## GOAL OF THE EXERCISE:
Reproduce the items below word for word, starting at the line that contains "Where can the white van" and continuing through the last line of the items.

## DATA:
***

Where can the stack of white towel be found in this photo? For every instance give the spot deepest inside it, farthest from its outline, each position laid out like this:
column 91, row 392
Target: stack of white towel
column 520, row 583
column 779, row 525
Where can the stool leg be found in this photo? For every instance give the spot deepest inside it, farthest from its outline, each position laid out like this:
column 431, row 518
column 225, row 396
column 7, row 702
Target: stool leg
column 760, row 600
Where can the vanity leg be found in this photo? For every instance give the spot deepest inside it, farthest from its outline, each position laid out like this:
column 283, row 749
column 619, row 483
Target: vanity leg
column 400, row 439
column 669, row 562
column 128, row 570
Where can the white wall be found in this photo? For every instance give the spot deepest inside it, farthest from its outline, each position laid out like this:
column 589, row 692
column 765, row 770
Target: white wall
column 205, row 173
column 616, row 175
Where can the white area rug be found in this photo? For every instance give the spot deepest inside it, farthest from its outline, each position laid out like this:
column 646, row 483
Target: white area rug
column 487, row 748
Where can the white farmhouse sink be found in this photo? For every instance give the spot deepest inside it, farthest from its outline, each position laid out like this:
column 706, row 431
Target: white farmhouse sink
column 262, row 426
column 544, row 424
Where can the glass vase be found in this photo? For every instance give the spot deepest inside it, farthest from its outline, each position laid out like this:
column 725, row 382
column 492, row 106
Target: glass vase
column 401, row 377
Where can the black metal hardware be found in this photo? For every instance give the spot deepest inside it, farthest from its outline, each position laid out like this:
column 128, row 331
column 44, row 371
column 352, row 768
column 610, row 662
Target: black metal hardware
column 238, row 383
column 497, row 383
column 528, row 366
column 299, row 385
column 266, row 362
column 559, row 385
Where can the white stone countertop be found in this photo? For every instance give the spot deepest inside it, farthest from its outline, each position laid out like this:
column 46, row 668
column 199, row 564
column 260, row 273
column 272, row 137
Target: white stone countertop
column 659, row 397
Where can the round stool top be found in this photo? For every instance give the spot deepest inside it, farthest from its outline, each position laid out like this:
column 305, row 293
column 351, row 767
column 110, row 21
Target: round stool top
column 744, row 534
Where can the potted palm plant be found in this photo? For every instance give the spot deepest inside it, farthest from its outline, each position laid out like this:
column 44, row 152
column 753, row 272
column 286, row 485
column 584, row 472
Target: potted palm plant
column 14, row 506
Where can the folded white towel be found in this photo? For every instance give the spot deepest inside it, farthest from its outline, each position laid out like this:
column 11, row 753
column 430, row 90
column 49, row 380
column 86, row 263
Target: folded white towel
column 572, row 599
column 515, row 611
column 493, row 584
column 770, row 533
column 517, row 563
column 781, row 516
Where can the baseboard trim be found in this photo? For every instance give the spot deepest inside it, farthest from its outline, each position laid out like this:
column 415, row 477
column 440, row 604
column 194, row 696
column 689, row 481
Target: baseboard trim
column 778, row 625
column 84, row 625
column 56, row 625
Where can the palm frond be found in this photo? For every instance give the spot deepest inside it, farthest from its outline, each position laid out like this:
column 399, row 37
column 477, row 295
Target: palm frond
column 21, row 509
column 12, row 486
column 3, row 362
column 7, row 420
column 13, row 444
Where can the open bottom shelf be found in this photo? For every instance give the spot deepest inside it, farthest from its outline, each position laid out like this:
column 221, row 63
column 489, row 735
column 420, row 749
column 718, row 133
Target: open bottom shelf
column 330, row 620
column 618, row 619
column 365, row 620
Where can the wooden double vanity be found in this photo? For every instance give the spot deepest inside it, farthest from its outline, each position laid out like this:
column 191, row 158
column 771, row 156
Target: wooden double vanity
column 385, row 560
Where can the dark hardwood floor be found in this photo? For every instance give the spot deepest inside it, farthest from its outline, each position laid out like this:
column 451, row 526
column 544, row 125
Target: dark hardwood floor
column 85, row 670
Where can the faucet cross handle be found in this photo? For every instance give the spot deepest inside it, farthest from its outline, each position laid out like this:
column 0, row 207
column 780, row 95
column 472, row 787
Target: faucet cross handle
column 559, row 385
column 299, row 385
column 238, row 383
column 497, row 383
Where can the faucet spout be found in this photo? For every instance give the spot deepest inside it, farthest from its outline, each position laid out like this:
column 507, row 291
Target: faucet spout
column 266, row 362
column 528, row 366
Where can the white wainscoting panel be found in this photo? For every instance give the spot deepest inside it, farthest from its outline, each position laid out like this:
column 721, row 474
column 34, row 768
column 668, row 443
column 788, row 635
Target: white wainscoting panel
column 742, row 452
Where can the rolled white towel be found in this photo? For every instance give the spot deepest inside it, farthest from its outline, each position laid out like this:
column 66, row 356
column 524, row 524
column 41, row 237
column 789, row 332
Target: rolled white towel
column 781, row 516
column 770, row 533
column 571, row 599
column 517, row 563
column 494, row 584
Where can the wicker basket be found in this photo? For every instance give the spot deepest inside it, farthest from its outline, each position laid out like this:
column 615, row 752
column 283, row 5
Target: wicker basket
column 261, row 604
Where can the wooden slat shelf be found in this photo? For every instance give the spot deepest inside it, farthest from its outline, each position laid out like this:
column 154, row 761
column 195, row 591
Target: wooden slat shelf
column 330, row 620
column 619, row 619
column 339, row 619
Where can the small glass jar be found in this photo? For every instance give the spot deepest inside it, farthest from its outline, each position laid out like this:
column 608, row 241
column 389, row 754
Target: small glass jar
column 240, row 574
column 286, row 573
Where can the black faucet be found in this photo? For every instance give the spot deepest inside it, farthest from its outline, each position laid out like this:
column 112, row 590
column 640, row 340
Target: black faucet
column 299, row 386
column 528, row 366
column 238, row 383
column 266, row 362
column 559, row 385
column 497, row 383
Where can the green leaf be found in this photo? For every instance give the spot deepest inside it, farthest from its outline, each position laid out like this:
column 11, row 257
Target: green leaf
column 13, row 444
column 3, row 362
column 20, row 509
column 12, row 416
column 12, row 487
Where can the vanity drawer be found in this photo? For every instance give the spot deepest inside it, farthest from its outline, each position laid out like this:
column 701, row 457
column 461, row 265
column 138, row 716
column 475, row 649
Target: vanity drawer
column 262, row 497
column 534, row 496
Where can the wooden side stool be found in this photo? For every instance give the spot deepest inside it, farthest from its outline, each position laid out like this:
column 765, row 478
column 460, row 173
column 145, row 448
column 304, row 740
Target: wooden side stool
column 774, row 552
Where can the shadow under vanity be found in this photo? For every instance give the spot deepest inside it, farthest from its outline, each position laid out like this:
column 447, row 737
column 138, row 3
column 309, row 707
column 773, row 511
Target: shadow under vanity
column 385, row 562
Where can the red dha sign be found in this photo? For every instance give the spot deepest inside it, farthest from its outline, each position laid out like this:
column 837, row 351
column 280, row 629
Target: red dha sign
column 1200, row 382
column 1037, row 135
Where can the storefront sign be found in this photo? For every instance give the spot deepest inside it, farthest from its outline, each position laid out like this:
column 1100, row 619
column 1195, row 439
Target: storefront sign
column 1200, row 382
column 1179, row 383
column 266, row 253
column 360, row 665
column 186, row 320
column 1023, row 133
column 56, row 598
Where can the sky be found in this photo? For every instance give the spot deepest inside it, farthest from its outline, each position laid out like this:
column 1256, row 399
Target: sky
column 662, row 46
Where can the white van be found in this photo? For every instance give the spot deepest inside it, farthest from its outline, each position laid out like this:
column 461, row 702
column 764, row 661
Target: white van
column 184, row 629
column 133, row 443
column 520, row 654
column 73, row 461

***

## CORRECT OUTPUT:
Where can the white van be found in this photo? For every instance give the spot deepest inside it, farthest from its outline, each position laid out like this:
column 461, row 702
column 764, row 661
Target: white van
column 184, row 629
column 133, row 443
column 520, row 654
column 73, row 461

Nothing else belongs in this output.